● Instruction: Rewrite every line of the listing below as a numbered list, skipping any blank lines. Leave the pictures out of your answer.
━━ Data provided ━━
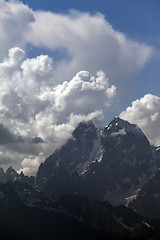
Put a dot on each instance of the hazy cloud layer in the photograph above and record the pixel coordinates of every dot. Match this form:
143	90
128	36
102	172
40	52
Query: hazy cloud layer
42	101
43	113
145	112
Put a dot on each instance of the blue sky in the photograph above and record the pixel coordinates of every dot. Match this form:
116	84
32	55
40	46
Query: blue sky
62	62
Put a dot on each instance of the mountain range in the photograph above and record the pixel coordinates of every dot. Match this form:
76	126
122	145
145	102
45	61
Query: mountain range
103	183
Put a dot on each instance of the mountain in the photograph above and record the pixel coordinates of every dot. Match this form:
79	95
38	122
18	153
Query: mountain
110	163
147	201
12	175
72	217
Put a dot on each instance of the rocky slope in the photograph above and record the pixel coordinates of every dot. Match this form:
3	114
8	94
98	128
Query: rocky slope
72	217
147	201
105	164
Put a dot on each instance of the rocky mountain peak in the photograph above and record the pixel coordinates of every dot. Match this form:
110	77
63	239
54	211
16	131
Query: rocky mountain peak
118	124
85	129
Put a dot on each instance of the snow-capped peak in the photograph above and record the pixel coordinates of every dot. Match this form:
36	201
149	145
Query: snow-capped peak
118	123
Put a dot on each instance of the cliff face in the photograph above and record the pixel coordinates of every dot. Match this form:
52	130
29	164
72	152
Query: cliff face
105	164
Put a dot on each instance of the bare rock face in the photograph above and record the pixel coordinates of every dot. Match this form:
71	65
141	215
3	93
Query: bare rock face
147	201
105	164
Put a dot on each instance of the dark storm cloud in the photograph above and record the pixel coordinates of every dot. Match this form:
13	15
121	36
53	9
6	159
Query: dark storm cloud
7	137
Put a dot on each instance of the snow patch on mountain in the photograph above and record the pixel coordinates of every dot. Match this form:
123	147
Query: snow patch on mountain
120	124
96	155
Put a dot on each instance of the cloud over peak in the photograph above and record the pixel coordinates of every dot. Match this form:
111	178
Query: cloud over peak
145	112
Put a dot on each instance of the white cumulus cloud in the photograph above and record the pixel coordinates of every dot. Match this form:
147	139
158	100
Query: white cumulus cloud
145	112
34	106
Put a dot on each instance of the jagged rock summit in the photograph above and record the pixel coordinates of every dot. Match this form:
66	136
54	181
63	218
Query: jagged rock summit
110	163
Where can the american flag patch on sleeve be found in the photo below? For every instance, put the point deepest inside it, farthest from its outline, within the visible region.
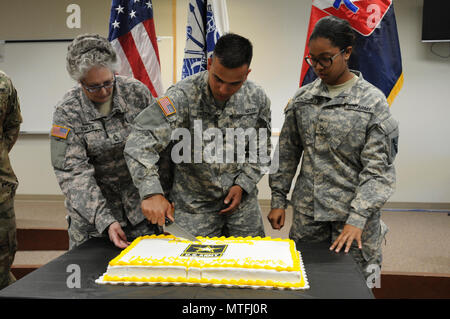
(60, 131)
(167, 106)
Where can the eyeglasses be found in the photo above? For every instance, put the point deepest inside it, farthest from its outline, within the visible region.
(97, 88)
(325, 62)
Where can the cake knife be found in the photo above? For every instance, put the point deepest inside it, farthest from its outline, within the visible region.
(176, 230)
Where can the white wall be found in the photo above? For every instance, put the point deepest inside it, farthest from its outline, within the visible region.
(278, 32)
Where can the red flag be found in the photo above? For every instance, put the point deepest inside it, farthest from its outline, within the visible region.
(132, 34)
(377, 53)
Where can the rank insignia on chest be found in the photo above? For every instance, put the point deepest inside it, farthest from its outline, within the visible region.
(167, 106)
(60, 131)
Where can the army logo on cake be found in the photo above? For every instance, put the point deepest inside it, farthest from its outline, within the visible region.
(197, 250)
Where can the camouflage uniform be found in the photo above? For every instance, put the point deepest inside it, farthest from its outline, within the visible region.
(10, 119)
(348, 144)
(200, 187)
(89, 163)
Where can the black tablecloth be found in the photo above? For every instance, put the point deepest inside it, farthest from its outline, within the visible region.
(330, 276)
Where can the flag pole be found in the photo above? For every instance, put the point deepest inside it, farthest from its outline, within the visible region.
(174, 35)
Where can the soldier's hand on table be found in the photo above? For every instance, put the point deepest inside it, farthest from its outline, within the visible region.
(156, 208)
(276, 218)
(117, 235)
(347, 236)
(233, 199)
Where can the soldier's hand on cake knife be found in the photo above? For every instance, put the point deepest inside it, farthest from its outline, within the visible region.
(117, 235)
(347, 236)
(156, 208)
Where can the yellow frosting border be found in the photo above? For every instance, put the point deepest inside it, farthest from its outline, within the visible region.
(197, 264)
(233, 282)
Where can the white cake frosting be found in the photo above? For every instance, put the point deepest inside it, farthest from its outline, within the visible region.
(249, 261)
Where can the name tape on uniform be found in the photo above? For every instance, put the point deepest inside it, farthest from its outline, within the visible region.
(167, 106)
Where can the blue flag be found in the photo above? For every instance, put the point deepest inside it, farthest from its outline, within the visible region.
(207, 21)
━━━
● Task answer:
1. Put a dot on each instance of the hazy cloud layer in the photograph above and record the pixel coordinates of every dot. Match this form:
2. 143	90
3. 128	36
4. 102	172
5. 40	52
6. Query: hazy cloud layer
7. 42	101
8. 43	113
9. 145	112
10. Put a dot on each instance of the blue sky in the photograph above and record the pixel coordinates of every dot. Match this form:
11. 116	84
12. 32	55
13. 40	46
14. Query: blue sky
15. 62	62
16. Put a dot on each instance of the mountain range in the photograph above and record the pixel coordinates of every dot. Match this form:
17. 76	126
18. 122	145
19. 145	102
20. 45	61
21. Query: mountain range
22. 103	183
23. Put a dot on each instance of the mountain in the photograph above and record the pixel coordinates of every dot. Match this form:
24. 79	95
25. 38	122
26. 18	153
27. Query: mountain
28. 110	163
29. 147	201
30. 12	175
31. 72	217
32. Put a dot on each instance of the rocky slope in the photograph above and record the pixel coordinates of every dot. Match this form:
33. 3	114
34. 8	94
35. 98	128
36. Query: rocky slope
37. 72	217
38. 147	201
39. 105	164
40. Put a dot on each instance of the rocky mountain peak in the photograph above and record the pixel coordinates of every dot. Match this form:
41. 110	77
42. 63	239
43. 54	211
44. 16	131
45. Query: rocky mountain peak
46. 118	124
47. 85	129
48. Put a dot on each instance of the snow-capped peak in the photograph above and record the pixel coordinates of every dot. Match this form:
49. 36	201
50. 149	145
51. Query: snow-capped peak
52. 118	123
53. Put a dot on each instance of the cliff face in the photograph above and record the pixel coordinates of every dot. Match this form:
54. 52	130
55. 29	164
56. 72	152
57. Query: cliff face
58. 105	164
59. Put a dot on each instance of the bare rock face in the photograph above and record the pixel coordinates of every dot. Match this form:
60. 71	65
61. 141	215
62. 3	93
63. Query: bare rock face
64. 147	201
65. 105	164
66. Put a dot on each instance of the dark storm cloud in the photograph above and record the pixel coordinates of every dot. Match this form:
67. 13	15
68. 121	36
69. 53	9
70. 6	159
71. Query: dark storm cloud
72. 7	137
73. Put a dot on each instance of the snow patch on mountain in the photograph above and record the pixel coordinates of every dot. Match this form:
74. 123	147
75. Query: snow patch on mountain
76. 120	124
77. 96	155
78. Put a dot on each instance of the cloud over peak in the photograph above and record the pixel coordinates of every dot. Match this form:
79. 111	178
80. Query: cloud over peak
81. 145	112
82. Put a dot on each instance of the white cumulus cloud in the photograph above and record the pixel coordinates of every dot. Match this form:
83. 147	139
84. 158	100
85. Query: white cumulus cloud
86. 145	112
87. 34	106
88. Put a dot on each instance of the jagged rock summit in the photograph above and record the pixel coordinates of every dot. Match this form:
89. 66	136
90. 54	181
91. 63	218
92. Query: jagged rock summit
93. 110	163
94. Where can the american flag patch on sleeve be found in the photo below? For every instance, put the point deepest inside it, farthest from its outline, within the visible region.
95. (60, 131)
96. (167, 106)
97. Where can the eyeglasses be found in the photo above? For every instance, put the point deepest inside it, farthest from its outline, within the visible region.
98. (97, 88)
99. (325, 62)
100. Where can the cake knife be found in the photo above? For every instance, put the point deepest inside it, farthest from its outline, within the visible region.
101. (176, 230)
102. Where can the white wall be found in the photo above? For every instance, put the point deepest inside it, farthest from its outline, within the visible region.
103. (278, 32)
104. Where can the red flag be found in the photo above? For every instance, put the point deepest inside it, farthest from its outline, within the visible region.
105. (132, 34)
106. (377, 53)
107. Where can the rank insignia on chest be found in the photo above? For every instance, put the point deepest inside it, farthest from its outline, within the visible region.
108. (167, 106)
109. (60, 131)
110. Where can the army logo on cake be found in the photo above? For every instance, put the point deepest inside it, farthest from its outline, within the visible region.
111. (197, 250)
112. Where can the camouflage uniform be found in the photo above? For every instance, put the point deepest inside it, farthest from its outline, within the visible region.
113. (10, 119)
114. (348, 144)
115. (200, 187)
116. (89, 163)
117. Where can the black tablecloth be found in the photo above? For every instance, put the point deepest inside it, farthest from its outline, within the visible region.
118. (330, 276)
119. Where can the flag pole be found in the photo above? For every instance, put the point deepest inside it, farthest from its outline, within the visible region.
120. (174, 35)
121. Where can the soldier's hand on table be found in the photo above? For every instance, put the point deepest inside it, farthest from its outline, within the visible region.
122. (156, 208)
123. (276, 218)
124. (117, 235)
125. (347, 236)
126. (233, 199)
127. Where can the soldier's hand on cake knife be found in the photo above? For every instance, put the point deepest inside it, farthest from its outline, within the visible region.
128. (117, 235)
129. (347, 236)
130. (156, 208)
131. Where can the yellow frosting border be found in the photo above? For every instance, put the point deepest inside it, farthest from its outline, within the visible region.
132. (197, 264)
133. (233, 282)
134. Where can the white cake frosting be found in the photo above? For every instance, put the point deepest inside it, farthest from its outline, within the visible region.
135. (249, 261)
136. Where can the name tape on uniform be found in the photo above? For every instance, put the point deepest inside it, farthest from its outline, within the visible region.
137. (167, 106)
138. Where can the blue flag be found in the photo above? For every instance, put the point deepest inside it, farthest from its outline, within the visible region.
139. (207, 21)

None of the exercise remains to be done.